--- begin MATERIAL FOR THIS EXERCISE ---
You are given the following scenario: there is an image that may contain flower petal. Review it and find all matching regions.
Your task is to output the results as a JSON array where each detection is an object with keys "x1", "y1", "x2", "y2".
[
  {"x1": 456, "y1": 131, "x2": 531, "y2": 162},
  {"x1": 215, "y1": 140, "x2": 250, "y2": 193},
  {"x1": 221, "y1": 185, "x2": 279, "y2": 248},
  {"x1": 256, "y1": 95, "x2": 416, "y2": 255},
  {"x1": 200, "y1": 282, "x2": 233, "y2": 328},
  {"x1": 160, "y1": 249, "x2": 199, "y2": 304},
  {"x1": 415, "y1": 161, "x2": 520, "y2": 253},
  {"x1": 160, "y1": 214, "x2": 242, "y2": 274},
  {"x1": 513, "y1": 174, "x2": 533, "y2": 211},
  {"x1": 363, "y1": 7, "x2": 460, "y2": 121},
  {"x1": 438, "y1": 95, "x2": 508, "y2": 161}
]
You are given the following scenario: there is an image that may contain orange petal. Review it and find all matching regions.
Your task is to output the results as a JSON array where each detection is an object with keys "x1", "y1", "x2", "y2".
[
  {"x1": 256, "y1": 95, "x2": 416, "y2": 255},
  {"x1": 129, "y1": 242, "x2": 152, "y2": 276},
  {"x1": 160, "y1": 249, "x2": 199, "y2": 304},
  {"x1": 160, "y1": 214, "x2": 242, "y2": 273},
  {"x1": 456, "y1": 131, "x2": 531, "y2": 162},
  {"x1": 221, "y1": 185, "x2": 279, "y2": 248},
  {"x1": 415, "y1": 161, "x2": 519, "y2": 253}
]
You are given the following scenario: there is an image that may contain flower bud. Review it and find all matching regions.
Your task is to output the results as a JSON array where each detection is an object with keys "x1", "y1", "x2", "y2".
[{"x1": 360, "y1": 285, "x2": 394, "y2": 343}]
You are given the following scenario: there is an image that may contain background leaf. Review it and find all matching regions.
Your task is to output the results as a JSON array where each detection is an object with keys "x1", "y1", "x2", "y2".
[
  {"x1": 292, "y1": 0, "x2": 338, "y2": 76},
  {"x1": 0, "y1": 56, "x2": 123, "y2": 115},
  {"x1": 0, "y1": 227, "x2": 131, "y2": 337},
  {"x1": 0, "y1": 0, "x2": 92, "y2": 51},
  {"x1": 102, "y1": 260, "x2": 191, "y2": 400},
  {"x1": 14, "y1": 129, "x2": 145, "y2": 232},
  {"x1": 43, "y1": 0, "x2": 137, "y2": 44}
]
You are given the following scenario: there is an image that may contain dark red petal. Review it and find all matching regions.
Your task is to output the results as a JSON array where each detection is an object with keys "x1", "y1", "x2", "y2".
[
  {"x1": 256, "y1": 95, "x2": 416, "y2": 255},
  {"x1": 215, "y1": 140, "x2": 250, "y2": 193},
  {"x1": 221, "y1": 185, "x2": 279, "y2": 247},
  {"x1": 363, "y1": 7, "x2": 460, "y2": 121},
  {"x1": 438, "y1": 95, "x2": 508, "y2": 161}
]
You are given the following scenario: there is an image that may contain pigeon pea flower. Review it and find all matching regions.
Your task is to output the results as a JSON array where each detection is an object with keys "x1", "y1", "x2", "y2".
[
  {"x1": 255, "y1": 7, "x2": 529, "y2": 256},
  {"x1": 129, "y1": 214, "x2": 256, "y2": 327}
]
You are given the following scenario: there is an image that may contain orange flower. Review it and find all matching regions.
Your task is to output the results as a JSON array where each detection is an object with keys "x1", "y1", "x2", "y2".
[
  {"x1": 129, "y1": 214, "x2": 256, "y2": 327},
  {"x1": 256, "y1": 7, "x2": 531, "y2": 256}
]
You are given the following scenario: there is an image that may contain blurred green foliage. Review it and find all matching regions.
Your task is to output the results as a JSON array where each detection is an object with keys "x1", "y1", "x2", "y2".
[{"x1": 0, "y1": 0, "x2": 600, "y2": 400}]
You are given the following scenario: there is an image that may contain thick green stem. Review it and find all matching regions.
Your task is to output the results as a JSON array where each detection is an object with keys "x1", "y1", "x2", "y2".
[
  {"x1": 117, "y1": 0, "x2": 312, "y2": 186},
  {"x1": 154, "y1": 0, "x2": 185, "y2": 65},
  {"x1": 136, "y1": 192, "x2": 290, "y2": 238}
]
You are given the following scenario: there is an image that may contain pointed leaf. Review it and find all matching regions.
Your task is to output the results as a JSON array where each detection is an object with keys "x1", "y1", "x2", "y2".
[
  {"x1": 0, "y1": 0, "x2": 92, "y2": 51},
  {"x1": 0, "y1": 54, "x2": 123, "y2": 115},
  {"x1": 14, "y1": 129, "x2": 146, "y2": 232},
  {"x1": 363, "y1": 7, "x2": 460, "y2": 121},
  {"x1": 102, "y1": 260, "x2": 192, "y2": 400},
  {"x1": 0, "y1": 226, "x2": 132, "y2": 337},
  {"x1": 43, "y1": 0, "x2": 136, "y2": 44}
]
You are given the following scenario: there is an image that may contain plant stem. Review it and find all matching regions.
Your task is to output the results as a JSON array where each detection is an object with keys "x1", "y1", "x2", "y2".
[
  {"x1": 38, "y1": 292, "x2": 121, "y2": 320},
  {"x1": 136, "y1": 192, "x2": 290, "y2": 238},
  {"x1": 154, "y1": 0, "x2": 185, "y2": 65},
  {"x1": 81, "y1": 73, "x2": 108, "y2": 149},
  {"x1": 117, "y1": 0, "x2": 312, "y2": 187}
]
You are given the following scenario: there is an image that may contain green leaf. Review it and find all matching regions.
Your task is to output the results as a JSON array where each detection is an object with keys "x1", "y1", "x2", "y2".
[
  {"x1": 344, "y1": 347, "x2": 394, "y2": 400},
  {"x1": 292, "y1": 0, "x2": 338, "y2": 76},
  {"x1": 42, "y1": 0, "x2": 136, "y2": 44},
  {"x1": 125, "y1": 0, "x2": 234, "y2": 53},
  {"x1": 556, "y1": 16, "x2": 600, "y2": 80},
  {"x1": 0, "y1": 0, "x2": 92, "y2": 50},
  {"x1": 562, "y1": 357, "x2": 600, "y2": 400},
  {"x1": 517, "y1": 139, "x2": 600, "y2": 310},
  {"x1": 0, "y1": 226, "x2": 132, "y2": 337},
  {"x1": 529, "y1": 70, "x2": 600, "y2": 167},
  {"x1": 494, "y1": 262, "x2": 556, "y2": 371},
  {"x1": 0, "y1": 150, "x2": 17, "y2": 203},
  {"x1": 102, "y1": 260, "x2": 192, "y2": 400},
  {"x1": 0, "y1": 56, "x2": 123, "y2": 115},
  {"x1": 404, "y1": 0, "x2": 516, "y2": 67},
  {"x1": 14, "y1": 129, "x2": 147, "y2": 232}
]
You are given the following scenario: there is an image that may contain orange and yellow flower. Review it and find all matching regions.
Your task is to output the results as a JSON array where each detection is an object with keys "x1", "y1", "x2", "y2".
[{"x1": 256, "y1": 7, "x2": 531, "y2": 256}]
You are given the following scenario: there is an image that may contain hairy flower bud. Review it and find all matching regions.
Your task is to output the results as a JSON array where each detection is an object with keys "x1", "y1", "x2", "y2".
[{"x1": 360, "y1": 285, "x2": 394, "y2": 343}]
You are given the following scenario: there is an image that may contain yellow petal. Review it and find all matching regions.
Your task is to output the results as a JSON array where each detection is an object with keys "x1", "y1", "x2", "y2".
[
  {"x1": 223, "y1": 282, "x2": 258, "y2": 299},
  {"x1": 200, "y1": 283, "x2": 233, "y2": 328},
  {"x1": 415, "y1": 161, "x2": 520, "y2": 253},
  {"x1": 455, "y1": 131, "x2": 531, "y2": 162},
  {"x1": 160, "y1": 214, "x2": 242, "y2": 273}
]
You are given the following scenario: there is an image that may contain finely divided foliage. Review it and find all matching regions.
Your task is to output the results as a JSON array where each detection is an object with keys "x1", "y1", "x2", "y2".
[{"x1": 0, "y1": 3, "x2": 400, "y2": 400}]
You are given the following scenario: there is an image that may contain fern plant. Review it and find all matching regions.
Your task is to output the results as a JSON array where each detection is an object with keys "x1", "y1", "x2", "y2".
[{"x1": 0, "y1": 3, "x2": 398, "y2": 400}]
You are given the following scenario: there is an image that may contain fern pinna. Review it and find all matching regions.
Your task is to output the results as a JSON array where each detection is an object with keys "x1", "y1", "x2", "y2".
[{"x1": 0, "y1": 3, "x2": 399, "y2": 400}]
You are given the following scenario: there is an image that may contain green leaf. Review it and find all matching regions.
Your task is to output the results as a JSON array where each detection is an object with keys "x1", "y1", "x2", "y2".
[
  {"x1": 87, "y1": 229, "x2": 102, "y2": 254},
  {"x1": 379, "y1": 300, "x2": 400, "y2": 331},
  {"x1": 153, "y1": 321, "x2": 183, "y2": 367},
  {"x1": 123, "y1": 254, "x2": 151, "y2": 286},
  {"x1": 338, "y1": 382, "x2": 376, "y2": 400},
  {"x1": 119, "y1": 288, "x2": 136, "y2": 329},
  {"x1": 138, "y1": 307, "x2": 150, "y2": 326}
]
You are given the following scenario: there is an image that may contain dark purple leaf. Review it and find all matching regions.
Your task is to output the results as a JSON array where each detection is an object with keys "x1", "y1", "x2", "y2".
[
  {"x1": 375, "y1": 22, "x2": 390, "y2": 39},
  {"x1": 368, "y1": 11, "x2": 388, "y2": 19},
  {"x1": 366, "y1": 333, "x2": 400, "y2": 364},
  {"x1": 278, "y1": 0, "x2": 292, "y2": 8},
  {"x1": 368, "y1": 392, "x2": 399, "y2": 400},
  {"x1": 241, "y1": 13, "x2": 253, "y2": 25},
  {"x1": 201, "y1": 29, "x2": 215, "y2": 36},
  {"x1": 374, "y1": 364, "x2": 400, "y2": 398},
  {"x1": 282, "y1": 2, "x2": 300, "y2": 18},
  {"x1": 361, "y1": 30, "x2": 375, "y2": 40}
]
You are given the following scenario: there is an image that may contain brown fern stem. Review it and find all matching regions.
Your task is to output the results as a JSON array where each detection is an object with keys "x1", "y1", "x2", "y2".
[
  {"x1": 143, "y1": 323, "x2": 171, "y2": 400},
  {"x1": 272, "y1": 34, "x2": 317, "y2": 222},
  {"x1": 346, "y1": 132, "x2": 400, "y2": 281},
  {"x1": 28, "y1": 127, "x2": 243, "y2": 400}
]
--- end MATERIAL FOR THIS EXERCISE ---
AIM: Repeat only the stretch of lines that begins at the line containing "may contain brown" and ends at the last line above, both included.

FINAL RESULT:
You are given the following scenario: there is an image that may contain brown fern stem. Review it and find all matching regions.
Your task is to output the results as a JSON array where each detection is an object with keys "x1", "y1", "x2", "y2".
[
  {"x1": 143, "y1": 323, "x2": 171, "y2": 400},
  {"x1": 272, "y1": 34, "x2": 317, "y2": 222},
  {"x1": 346, "y1": 132, "x2": 400, "y2": 281},
  {"x1": 28, "y1": 127, "x2": 243, "y2": 400}
]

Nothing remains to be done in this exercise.